*** Data for this task

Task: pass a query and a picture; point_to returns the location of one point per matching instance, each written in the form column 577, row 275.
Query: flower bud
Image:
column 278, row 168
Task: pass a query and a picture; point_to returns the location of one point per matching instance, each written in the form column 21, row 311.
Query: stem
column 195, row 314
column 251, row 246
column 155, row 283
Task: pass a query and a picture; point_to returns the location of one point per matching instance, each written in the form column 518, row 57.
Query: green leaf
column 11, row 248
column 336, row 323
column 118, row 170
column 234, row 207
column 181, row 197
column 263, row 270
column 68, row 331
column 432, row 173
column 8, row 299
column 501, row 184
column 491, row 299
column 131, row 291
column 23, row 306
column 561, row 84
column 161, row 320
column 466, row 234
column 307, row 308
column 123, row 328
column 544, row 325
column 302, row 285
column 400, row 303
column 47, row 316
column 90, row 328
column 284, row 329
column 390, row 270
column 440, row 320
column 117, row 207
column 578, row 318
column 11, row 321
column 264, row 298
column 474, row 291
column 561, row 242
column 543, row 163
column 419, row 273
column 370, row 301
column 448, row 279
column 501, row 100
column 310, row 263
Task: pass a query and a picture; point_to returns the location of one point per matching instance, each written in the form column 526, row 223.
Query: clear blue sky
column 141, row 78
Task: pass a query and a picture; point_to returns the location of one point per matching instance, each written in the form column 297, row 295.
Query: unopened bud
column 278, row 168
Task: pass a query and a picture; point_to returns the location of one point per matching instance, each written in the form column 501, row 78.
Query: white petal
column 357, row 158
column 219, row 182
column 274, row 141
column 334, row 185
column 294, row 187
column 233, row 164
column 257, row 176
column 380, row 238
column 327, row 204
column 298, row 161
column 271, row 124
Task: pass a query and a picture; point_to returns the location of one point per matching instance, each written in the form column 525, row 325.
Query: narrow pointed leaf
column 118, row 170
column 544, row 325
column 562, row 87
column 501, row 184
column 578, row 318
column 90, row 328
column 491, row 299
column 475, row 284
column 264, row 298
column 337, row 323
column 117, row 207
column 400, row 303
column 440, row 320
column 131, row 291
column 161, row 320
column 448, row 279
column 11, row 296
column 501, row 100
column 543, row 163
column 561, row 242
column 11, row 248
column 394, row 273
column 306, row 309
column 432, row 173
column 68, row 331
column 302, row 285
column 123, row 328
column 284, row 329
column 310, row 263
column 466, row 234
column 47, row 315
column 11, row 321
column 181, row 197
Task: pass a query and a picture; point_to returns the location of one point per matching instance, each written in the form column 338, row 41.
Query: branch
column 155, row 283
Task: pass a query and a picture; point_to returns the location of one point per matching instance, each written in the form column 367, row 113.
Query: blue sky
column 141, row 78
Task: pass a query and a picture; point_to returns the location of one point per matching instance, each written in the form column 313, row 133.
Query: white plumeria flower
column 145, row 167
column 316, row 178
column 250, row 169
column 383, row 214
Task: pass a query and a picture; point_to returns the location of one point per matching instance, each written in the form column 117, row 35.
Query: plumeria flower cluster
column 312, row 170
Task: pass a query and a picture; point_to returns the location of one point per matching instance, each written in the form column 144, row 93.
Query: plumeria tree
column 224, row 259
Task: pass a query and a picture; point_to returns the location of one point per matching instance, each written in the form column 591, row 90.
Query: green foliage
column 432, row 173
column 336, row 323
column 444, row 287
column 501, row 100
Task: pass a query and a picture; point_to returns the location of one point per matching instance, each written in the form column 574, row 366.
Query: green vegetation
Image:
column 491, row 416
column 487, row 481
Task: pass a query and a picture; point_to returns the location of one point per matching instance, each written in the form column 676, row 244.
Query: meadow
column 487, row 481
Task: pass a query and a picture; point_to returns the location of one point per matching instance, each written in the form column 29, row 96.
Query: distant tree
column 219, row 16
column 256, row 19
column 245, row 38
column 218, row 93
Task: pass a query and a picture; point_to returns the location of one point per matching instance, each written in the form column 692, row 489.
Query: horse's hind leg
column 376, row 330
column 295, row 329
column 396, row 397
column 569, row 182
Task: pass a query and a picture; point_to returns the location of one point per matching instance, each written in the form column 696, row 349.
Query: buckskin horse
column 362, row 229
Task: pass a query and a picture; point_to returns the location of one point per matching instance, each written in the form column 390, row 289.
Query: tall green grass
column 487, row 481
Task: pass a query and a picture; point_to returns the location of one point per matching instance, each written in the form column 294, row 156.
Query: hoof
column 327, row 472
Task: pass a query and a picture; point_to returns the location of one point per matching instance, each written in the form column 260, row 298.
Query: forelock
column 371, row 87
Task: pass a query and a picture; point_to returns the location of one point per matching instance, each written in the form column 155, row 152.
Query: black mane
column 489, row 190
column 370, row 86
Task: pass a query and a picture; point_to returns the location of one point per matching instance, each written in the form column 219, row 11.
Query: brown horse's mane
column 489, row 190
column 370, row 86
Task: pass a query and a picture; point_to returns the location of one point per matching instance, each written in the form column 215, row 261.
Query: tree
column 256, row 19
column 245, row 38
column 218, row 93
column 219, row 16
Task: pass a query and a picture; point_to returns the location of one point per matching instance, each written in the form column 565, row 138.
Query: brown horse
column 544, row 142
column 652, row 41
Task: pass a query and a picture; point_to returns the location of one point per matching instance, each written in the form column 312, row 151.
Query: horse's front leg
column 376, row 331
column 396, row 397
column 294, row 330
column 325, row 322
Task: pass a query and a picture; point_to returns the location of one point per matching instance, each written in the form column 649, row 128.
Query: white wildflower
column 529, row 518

******

• _Aim_: Update the lines above so that every "matching instance" becomes "matching object", with nothing else altered.

• _Solved exercise_:
Task: pass a query and a picture; point_to returns the location of one point per matching object, each written in the form column 577, row 275.
Query: flower bud
Image:
column 278, row 168
Task: pass a query and a picture; point_to returns the location of one point per matching object, each written in the form column 21, row 311.
Query: stem
column 195, row 314
column 251, row 246
column 155, row 283
Task: pass a query and a picture; point_to returns the location of one point per matching object, each written in the form column 518, row 57.
Query: green leaf
column 11, row 248
column 336, row 323
column 118, row 170
column 234, row 207
column 181, row 197
column 263, row 270
column 68, row 331
column 432, row 173
column 8, row 299
column 501, row 184
column 491, row 299
column 131, row 291
column 23, row 306
column 561, row 84
column 161, row 320
column 466, row 234
column 307, row 308
column 123, row 328
column 544, row 325
column 302, row 285
column 400, row 303
column 47, row 316
column 90, row 328
column 284, row 329
column 390, row 270
column 440, row 320
column 117, row 207
column 578, row 318
column 11, row 321
column 264, row 298
column 474, row 291
column 561, row 242
column 543, row 163
column 419, row 273
column 370, row 301
column 448, row 279
column 501, row 100
column 310, row 263
Task: pass a query and a picture; point_to returns the location of one point per matching object, each written in the form column 526, row 223.
Query: clear blue sky
column 141, row 78
Task: pass a query and a picture; point_to returns the location of one point per matching object, each written in the form column 297, row 295.
Query: unopened bud
column 278, row 168
Task: pass a query and a picture; point_to returns the location of one point per matching object, each written in the form column 501, row 78.
Query: white petal
column 357, row 158
column 219, row 182
column 274, row 141
column 334, row 185
column 294, row 187
column 233, row 164
column 257, row 176
column 380, row 238
column 327, row 204
column 298, row 161
column 271, row 124
Task: pass a query and a picture; point_to returns the location of one point per matching object, each written in the form column 525, row 325.
Query: narrow pointed leaf
column 118, row 170
column 544, row 325
column 562, row 87
column 501, row 184
column 578, row 318
column 90, row 328
column 491, row 299
column 475, row 284
column 264, row 298
column 337, row 323
column 117, row 207
column 400, row 303
column 440, row 320
column 131, row 291
column 161, row 320
column 448, row 279
column 11, row 296
column 501, row 100
column 543, row 163
column 561, row 242
column 11, row 248
column 394, row 273
column 306, row 309
column 432, row 173
column 68, row 331
column 302, row 285
column 123, row 328
column 284, row 329
column 310, row 263
column 466, row 234
column 47, row 315
column 11, row 321
column 181, row 197
Task: pass a query and a picture; point_to returns the location of one point per matching object, each written in the form column 338, row 41.
Query: branch
column 155, row 283
Task: pass a query and a picture; point_to returns the location of one point per matching object, each written in the form column 367, row 113.
Query: blue sky
column 141, row 78
Task: pass a query and a picture; point_to returns the location of one point per matching object, each written in the form column 313, row 133.
Query: white plumeria flower
column 145, row 167
column 316, row 178
column 250, row 169
column 383, row 214
Task: pass a query and a picture; point_to returns the location of one point per matching object, each written in the form column 117, row 35.
Query: plumeria flower cluster
column 312, row 170
Task: pass a query and a picture; point_to returns the location of one point per matching object, each written in the form column 144, row 93.
Query: plumeria tree
column 224, row 259
Task: pass a query and a picture; point_to returns the location of one point per matching object, each written in the form column 591, row 90.
Query: green foliage
column 432, row 173
column 336, row 323
column 444, row 287
column 501, row 100
Task: pass a query and a picture; point_to returns the location of one point per matching object, each written in the form column 574, row 366.
Query: green vegetation
Image:
column 491, row 416
column 487, row 481
Task: pass a query and a picture; point_to returns the location of one point per matching object, each written in the form column 676, row 244.
Query: meadow
column 487, row 481
Task: pass a query and a picture; point_to returns the location of one point per matching object, each written in the form column 29, row 96.
Query: distant tree
column 219, row 16
column 256, row 19
column 245, row 38
column 218, row 93
Task: pass a query and a picture; point_to returns the location of one point per matching object, each written in the form column 692, row 489.
Query: horse's hind leg
column 376, row 330
column 295, row 329
column 396, row 397
column 569, row 182
Task: pass a query and a picture; point_to returns the location of one point per matching object, each written in the form column 696, row 349.
Query: buckskin horse
column 362, row 229
Task: pass a query and a picture; point_to returns the location of one point per matching object, each written in the form column 390, row 289.
Query: tall green grass
column 487, row 481
Task: pass a query and a picture; point_to returns the location of one point per matching object, each written in the form column 294, row 156.
Query: hoof
column 327, row 472
Task: pass a query and a picture; point_to returns the location of one point per matching object, each written in the form column 260, row 298.
Query: forelock
column 371, row 87
Task: pass a query and a picture; point_to returns the location of one point per matching object, each written in the form column 155, row 152.
Query: black mane
column 489, row 190
column 370, row 86
Task: pass a query and a picture; point_to returns the location of one point per matching object, each written in the form column 219, row 11.
Query: brown horse's mane
column 489, row 190
column 370, row 86
Task: pass a query and a picture; point_to returns the location of one point per matching object, each written in the form column 215, row 261.
Query: tree
column 256, row 19
column 245, row 38
column 218, row 93
column 219, row 16
Task: pass a query and a picture; point_to returns the location of one point per matching object, each written in the form column 565, row 138.
Query: brown horse
column 544, row 142
column 652, row 41
Task: pass a query and a picture; point_to returns the location of one point per matching object, each written in the form column 312, row 151.
Query: horse's front leg
column 376, row 331
column 396, row 397
column 294, row 330
column 325, row 322
Task: pass a query and a picture; point_to returns the location of one point per matching object, each written in the form column 649, row 128.
Query: white wildflower
column 529, row 518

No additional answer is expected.